-------- Source data

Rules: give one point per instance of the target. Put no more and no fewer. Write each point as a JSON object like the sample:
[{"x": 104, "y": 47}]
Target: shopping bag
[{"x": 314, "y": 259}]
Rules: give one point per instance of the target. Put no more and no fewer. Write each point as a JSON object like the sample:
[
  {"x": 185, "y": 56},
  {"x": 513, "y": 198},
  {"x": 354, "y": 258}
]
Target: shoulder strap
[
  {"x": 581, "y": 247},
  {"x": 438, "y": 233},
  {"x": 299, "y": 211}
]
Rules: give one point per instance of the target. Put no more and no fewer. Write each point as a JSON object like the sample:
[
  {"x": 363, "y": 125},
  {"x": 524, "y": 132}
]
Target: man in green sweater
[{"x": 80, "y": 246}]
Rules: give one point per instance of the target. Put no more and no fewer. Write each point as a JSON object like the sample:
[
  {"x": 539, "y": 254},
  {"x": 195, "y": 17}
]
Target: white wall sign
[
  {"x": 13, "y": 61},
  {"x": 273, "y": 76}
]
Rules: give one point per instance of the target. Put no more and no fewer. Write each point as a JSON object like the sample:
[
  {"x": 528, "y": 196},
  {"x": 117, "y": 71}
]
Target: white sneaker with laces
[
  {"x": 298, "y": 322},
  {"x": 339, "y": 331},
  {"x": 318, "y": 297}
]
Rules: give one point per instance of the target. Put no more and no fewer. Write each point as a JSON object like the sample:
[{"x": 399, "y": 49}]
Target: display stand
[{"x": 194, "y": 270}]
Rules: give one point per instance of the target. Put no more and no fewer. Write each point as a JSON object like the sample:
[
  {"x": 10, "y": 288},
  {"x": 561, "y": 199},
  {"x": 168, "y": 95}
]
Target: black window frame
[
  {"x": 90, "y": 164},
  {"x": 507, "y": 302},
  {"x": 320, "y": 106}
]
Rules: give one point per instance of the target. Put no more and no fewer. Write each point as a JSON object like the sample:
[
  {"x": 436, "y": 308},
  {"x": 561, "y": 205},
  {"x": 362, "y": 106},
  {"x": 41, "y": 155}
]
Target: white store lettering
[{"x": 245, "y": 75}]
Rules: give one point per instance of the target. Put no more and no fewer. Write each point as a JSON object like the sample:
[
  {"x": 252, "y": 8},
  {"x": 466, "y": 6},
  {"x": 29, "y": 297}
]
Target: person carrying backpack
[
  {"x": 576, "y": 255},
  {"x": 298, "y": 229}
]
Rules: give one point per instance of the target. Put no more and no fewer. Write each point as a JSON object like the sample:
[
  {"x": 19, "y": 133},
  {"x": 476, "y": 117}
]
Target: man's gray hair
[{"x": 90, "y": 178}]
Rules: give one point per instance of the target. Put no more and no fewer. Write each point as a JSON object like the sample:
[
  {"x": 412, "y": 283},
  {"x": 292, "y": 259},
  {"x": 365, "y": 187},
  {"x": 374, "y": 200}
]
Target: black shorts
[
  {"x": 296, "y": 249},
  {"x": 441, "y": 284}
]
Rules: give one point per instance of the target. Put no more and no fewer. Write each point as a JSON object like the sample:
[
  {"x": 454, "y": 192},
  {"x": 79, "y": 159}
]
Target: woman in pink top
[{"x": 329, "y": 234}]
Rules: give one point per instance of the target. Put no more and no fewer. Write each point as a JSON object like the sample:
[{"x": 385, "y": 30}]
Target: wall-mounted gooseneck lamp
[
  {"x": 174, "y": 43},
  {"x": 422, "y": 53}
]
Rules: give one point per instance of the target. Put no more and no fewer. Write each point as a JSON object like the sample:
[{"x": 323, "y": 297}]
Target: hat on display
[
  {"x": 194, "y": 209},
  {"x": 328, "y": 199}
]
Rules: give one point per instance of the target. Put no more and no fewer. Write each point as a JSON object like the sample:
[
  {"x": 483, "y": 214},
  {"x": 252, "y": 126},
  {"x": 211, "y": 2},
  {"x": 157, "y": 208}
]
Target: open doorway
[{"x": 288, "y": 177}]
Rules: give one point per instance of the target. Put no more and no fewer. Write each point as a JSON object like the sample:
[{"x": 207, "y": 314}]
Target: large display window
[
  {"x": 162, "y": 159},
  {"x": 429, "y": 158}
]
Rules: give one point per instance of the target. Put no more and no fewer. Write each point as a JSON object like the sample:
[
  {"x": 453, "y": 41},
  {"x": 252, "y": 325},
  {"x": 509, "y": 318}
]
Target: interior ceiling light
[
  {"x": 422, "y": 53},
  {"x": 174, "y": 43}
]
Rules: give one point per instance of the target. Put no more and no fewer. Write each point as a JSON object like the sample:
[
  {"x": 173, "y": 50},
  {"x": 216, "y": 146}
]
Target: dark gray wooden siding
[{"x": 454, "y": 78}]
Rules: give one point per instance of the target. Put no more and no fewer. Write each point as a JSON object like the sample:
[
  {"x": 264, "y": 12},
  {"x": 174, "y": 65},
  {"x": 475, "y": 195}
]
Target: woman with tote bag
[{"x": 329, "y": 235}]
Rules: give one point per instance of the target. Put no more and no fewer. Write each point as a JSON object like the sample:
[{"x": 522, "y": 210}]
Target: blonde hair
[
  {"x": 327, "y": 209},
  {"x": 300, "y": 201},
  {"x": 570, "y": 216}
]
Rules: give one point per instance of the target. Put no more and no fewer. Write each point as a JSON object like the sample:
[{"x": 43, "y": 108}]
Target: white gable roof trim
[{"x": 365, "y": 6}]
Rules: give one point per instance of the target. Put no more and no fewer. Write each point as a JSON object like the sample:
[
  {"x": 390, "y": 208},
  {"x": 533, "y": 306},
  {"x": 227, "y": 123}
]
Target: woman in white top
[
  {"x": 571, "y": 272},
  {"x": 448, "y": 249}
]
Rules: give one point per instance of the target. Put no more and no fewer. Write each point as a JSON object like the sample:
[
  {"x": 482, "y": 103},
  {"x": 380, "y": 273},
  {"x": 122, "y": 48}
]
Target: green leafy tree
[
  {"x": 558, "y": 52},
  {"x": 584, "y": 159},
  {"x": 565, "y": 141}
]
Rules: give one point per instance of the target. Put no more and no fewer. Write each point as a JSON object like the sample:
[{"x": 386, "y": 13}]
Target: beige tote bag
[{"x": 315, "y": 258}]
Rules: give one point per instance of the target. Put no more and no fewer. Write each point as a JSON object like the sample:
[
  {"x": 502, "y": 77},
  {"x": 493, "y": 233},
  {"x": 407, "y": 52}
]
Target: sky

----------------

Work order: Transcribe every record. Match each line exactly.

Solution to this exercise:
Rules: give one point per instance of the target. Put no more and no fewer. Write each point as a JSON object like the sample:
[{"x": 104, "y": 47}]
Target: shopping bag
[{"x": 314, "y": 259}]
Rules: give one point per instance of the target. Put no more and no fewer. Write each point as a JSON object like the sample:
[
  {"x": 185, "y": 56},
  {"x": 513, "y": 198},
  {"x": 354, "y": 258}
]
Target: shoulder strap
[
  {"x": 581, "y": 247},
  {"x": 438, "y": 233},
  {"x": 299, "y": 211}
]
Rules: give one point per instance of the target. Put no more and no fewer. Write each point as a JSON object like the sample:
[
  {"x": 363, "y": 125},
  {"x": 524, "y": 132}
]
Target: man in green sweater
[{"x": 80, "y": 246}]
Rules: give one point per instance of the target. Put no more and no fewer. Write each point as a JSON object like the sample:
[
  {"x": 539, "y": 254},
  {"x": 195, "y": 17}
]
Target: white wall sign
[
  {"x": 13, "y": 61},
  {"x": 273, "y": 76}
]
Rules: give one point per instance of the target. Put no more and no fewer. Write each point as a JSON object like the sample:
[
  {"x": 528, "y": 196},
  {"x": 117, "y": 71}
]
Target: white sneaker with laces
[
  {"x": 298, "y": 322},
  {"x": 339, "y": 331},
  {"x": 318, "y": 297}
]
Rules: give one point per instance of the target. Put no more and no fewer. Write each point as a JSON object like the sample:
[{"x": 399, "y": 49}]
Target: display stand
[{"x": 194, "y": 270}]
Rules: give one point per instance of the target. Put no more and no fewer. Write each point as a JSON object like the sample:
[
  {"x": 10, "y": 288},
  {"x": 561, "y": 199},
  {"x": 168, "y": 95}
]
Target: black window frame
[
  {"x": 90, "y": 164},
  {"x": 507, "y": 302},
  {"x": 320, "y": 106}
]
Rules: give one point per instance of the target. Put no more and no fewer. Write each point as a JSON object like the sample:
[
  {"x": 436, "y": 308},
  {"x": 561, "y": 205},
  {"x": 362, "y": 106},
  {"x": 41, "y": 155}
]
Target: white store lettering
[{"x": 245, "y": 75}]
Rules: give one point per instance of the target. Put no more and no fewer. Write each point as a JSON object like the sample:
[
  {"x": 252, "y": 8},
  {"x": 466, "y": 6},
  {"x": 29, "y": 297}
]
Target: person carrying backpack
[
  {"x": 576, "y": 255},
  {"x": 298, "y": 229}
]
Rules: give one point per instance of the target. Put no more and no fewer. Write each point as a JSON object like the sample:
[
  {"x": 19, "y": 133},
  {"x": 476, "y": 117}
]
Target: man's gray hair
[{"x": 90, "y": 178}]
Rules: give one point per instance of the target. Put no more and no fewer. Write each point as a JSON object like the sample:
[
  {"x": 412, "y": 283},
  {"x": 292, "y": 259},
  {"x": 365, "y": 187},
  {"x": 374, "y": 200}
]
Target: black shorts
[
  {"x": 296, "y": 249},
  {"x": 441, "y": 284}
]
Rules: give one point per instance of the target. Put no more and no fewer. Write each point as a JSON object like the sample:
[
  {"x": 454, "y": 192},
  {"x": 79, "y": 159}
]
Target: woman in pink top
[{"x": 329, "y": 234}]
Rules: give one point per instance of the target. Put no more and no fewer. Write each point as a JSON object like the sample:
[{"x": 385, "y": 30}]
Target: wall-mounted gooseneck lamp
[
  {"x": 174, "y": 43},
  {"x": 422, "y": 53}
]
Rules: give one point per instance of the target. Put no more and no fewer. Write each point as a JSON object like the sample:
[{"x": 323, "y": 297}]
Target: hat on display
[
  {"x": 194, "y": 209},
  {"x": 328, "y": 199}
]
Rules: give one point per instance of the target. Put no more and no fewer. Write each point as a JSON object like the sample:
[
  {"x": 483, "y": 214},
  {"x": 252, "y": 126},
  {"x": 211, "y": 2},
  {"x": 157, "y": 208}
]
Target: open doorway
[{"x": 288, "y": 177}]
Rules: give one point per instance of the target. Put no more and no fewer. Write each point as a JSON object like the sample:
[{"x": 207, "y": 314}]
Target: large display window
[
  {"x": 162, "y": 159},
  {"x": 429, "y": 158}
]
Rules: give one point per instance of the target. Put no more and no fewer. Write each point as a JSON object like the sample:
[
  {"x": 453, "y": 41},
  {"x": 252, "y": 325},
  {"x": 509, "y": 318}
]
Target: interior ceiling light
[
  {"x": 422, "y": 53},
  {"x": 174, "y": 43}
]
Rules: give one point per instance of the target. Put no more and no fewer. Write each point as a JSON object like the sample:
[
  {"x": 173, "y": 50},
  {"x": 216, "y": 146}
]
Target: dark gray wooden siding
[{"x": 454, "y": 78}]
Rules: give one point per instance of the target. Put no more and no fewer. Write each point as a JSON object like the sample:
[
  {"x": 264, "y": 12},
  {"x": 174, "y": 65},
  {"x": 475, "y": 195}
]
Target: woman with tote bag
[{"x": 329, "y": 235}]
Rules: give one point per instance of the target. Put no more and no fewer. Write each point as a JSON object like the sample:
[{"x": 522, "y": 210}]
Target: blonde hair
[
  {"x": 327, "y": 209},
  {"x": 300, "y": 201},
  {"x": 570, "y": 216}
]
Rules: give one point per instance of the target. Put no more and no fewer. Write each point as a JSON object like the sample:
[{"x": 43, "y": 108}]
Target: white gable roof trim
[{"x": 365, "y": 6}]
Rules: give one point per instance of the target. Put no more and no fewer. Write each point as a JSON object like the sample:
[
  {"x": 390, "y": 208},
  {"x": 533, "y": 306},
  {"x": 227, "y": 123}
]
Target: woman in white top
[
  {"x": 571, "y": 272},
  {"x": 448, "y": 249}
]
Rules: give one point per instance of the target. Put no more and no fewer. Write each point as a JSON object like the sample:
[
  {"x": 482, "y": 103},
  {"x": 380, "y": 273},
  {"x": 122, "y": 48}
]
Target: green leafy tree
[
  {"x": 558, "y": 52},
  {"x": 584, "y": 159},
  {"x": 565, "y": 141}
]
Rules: give one point per instance of the target. Put no more and no fewer. Write each point as a JSON object like the sample:
[{"x": 386, "y": 13}]
Target: beige tote bag
[{"x": 315, "y": 258}]
Rules: give one point per instance of the target. Put no more and no fewer. Write each point as a JSON object like the sample:
[
  {"x": 502, "y": 77},
  {"x": 493, "y": 233},
  {"x": 407, "y": 52}
]
Target: sky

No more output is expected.